Stored items:

......

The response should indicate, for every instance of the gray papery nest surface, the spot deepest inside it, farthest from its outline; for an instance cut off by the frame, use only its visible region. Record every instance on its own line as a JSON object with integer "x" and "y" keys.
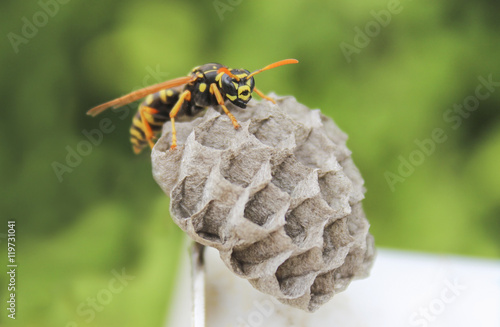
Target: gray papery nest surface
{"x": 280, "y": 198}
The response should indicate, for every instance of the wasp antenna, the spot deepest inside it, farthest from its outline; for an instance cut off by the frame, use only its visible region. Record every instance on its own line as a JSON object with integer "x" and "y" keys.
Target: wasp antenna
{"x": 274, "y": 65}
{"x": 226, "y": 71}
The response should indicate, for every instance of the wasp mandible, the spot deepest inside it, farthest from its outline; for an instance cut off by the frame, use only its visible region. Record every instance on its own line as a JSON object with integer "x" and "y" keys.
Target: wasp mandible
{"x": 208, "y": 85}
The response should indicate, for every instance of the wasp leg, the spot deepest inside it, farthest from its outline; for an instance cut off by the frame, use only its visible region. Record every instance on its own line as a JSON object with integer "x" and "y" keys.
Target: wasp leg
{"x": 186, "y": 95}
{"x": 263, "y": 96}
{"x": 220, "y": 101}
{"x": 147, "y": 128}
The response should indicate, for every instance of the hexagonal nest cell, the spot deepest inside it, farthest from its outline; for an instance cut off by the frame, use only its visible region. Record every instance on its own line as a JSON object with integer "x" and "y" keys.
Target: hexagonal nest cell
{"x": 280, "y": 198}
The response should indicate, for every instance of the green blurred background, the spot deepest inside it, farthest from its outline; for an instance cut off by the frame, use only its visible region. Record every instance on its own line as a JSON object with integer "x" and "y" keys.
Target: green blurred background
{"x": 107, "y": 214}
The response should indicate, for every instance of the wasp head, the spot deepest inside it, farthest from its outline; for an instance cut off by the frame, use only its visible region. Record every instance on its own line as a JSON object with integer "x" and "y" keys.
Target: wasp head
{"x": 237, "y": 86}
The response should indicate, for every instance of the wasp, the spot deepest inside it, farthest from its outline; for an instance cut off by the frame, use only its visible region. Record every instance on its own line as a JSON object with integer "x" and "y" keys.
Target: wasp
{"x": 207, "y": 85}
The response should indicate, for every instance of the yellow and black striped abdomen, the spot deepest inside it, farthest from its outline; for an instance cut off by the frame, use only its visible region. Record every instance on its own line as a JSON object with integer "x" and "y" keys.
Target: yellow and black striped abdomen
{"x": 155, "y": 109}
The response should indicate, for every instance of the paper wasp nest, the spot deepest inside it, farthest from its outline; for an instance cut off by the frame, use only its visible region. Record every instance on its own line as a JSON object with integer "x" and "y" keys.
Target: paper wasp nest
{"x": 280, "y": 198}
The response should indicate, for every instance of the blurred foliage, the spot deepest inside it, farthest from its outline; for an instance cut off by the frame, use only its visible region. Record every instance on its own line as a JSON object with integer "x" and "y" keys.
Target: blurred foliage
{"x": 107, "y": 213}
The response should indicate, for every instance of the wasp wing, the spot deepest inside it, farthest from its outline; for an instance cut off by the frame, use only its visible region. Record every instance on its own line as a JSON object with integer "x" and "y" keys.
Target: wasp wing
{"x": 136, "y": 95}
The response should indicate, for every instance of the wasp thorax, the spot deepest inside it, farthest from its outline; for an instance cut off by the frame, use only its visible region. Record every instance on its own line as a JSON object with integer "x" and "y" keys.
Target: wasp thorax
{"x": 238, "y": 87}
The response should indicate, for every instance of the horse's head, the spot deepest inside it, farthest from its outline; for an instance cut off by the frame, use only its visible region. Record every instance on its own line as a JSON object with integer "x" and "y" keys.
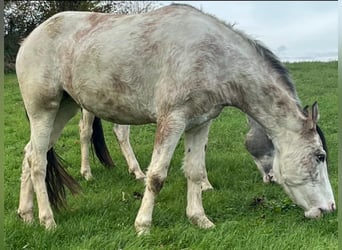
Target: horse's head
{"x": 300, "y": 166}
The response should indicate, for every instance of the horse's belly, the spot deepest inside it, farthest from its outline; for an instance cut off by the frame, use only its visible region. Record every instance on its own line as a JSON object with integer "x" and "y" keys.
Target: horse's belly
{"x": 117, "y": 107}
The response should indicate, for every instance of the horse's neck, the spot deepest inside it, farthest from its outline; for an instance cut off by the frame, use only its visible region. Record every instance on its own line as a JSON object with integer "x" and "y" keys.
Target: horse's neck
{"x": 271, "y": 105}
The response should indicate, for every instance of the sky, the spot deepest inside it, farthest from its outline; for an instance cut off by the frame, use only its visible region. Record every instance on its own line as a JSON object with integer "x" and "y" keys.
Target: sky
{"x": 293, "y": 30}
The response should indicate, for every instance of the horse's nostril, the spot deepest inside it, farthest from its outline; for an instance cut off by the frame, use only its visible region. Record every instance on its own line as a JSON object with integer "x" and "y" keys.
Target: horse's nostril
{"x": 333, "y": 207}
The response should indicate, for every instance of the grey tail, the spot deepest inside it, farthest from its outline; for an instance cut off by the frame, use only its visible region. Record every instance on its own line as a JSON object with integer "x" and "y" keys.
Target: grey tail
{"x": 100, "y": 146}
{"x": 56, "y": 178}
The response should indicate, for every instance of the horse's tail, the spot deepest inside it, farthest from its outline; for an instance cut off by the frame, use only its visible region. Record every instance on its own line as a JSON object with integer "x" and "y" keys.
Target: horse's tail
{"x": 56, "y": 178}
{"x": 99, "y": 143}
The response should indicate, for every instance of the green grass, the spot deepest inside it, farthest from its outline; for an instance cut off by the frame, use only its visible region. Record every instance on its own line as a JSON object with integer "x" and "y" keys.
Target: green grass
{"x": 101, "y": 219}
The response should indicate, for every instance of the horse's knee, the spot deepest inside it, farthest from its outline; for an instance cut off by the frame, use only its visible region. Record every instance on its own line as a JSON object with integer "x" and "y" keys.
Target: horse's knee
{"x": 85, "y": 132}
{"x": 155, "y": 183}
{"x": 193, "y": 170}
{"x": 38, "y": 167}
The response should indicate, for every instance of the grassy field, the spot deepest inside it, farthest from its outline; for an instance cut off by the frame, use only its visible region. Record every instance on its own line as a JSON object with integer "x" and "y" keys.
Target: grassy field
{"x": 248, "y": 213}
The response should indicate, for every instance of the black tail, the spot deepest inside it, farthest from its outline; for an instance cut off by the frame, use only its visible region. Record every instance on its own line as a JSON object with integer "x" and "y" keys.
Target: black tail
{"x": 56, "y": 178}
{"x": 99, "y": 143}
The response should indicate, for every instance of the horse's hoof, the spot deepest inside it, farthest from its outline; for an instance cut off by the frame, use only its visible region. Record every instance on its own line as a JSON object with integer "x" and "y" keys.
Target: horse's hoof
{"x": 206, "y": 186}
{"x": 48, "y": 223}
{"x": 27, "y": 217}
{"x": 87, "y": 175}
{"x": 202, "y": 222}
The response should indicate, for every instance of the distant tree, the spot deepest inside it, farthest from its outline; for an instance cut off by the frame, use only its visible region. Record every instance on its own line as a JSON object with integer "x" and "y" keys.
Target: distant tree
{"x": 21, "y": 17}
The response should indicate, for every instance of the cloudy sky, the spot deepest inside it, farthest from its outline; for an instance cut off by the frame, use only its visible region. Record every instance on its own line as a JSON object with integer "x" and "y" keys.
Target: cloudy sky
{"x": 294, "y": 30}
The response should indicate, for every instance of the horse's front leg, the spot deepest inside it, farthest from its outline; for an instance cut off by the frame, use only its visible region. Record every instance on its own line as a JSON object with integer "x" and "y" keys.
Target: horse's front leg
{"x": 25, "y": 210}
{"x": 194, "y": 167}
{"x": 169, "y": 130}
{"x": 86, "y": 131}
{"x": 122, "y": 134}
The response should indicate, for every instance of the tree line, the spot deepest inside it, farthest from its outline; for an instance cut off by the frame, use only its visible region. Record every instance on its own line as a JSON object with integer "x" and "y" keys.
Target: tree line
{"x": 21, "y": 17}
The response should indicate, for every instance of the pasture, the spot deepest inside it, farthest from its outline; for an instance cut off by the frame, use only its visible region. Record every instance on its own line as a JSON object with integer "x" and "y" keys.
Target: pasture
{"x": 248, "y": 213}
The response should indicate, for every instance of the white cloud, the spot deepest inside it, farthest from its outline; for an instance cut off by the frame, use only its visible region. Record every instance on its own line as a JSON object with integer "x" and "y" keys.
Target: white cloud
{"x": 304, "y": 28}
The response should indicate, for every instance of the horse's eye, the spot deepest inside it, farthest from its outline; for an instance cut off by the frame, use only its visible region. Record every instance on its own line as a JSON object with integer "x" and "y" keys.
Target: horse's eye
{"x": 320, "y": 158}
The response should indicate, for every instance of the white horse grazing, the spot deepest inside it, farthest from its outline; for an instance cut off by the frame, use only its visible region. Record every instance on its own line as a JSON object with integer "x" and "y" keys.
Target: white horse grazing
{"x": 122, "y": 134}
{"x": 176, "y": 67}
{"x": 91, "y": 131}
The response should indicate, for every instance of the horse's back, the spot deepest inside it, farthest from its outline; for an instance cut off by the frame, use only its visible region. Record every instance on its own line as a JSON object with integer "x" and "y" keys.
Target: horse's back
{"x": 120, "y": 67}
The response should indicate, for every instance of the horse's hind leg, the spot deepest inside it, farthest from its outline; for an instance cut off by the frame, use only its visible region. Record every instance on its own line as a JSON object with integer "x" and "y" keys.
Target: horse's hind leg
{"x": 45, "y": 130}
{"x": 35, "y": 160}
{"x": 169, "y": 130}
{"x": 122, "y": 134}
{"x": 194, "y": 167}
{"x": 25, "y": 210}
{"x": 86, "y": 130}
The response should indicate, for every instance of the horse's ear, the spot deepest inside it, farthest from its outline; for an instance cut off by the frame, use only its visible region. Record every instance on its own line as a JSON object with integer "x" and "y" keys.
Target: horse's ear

......

(TO BE DONE) Retype exactly, please, each line from the line that contains "the white horse" through the last line of the entries above, with nothing added.

(FINISHED EXERCISE)
The response should indicate, for every instance of the white horse grazing, the spot deepest inside it, farthest from its outline; for an instance cut off by the frame, use only its visible region. Record every instance on its own line as a JSON object with integer "x" and "y" keys.
Target: white horse grazing
{"x": 122, "y": 134}
{"x": 176, "y": 67}
{"x": 91, "y": 131}
The response should indicate, for every instance of the horse's back, the spot deepest inside it, farthest from its outline; for an instance cut off by the frame, use only its visible region. Record every instance on its own line as a JSON object with integer "x" and "y" keys.
Target: horse's back
{"x": 120, "y": 67}
The response should indicate, for every instance of the horse's hind leg, the spot deepest inside it, farthest from its outline; for an instance cut off by the frame, use only its visible region. Record every instance on its own line as a JSON object with integer "x" and "y" keys.
Target: horse's hind leg
{"x": 45, "y": 130}
{"x": 35, "y": 160}
{"x": 169, "y": 130}
{"x": 122, "y": 134}
{"x": 194, "y": 167}
{"x": 25, "y": 210}
{"x": 86, "y": 130}
The response should indicate, for every instance of the horse's ear, the spot deepest inside it, farthest from its outline; for an instance cut off by the frame, use only its visible region. Record every instance on its own line as a JSON object with integer "x" and "y" keys.
Target: horse's ear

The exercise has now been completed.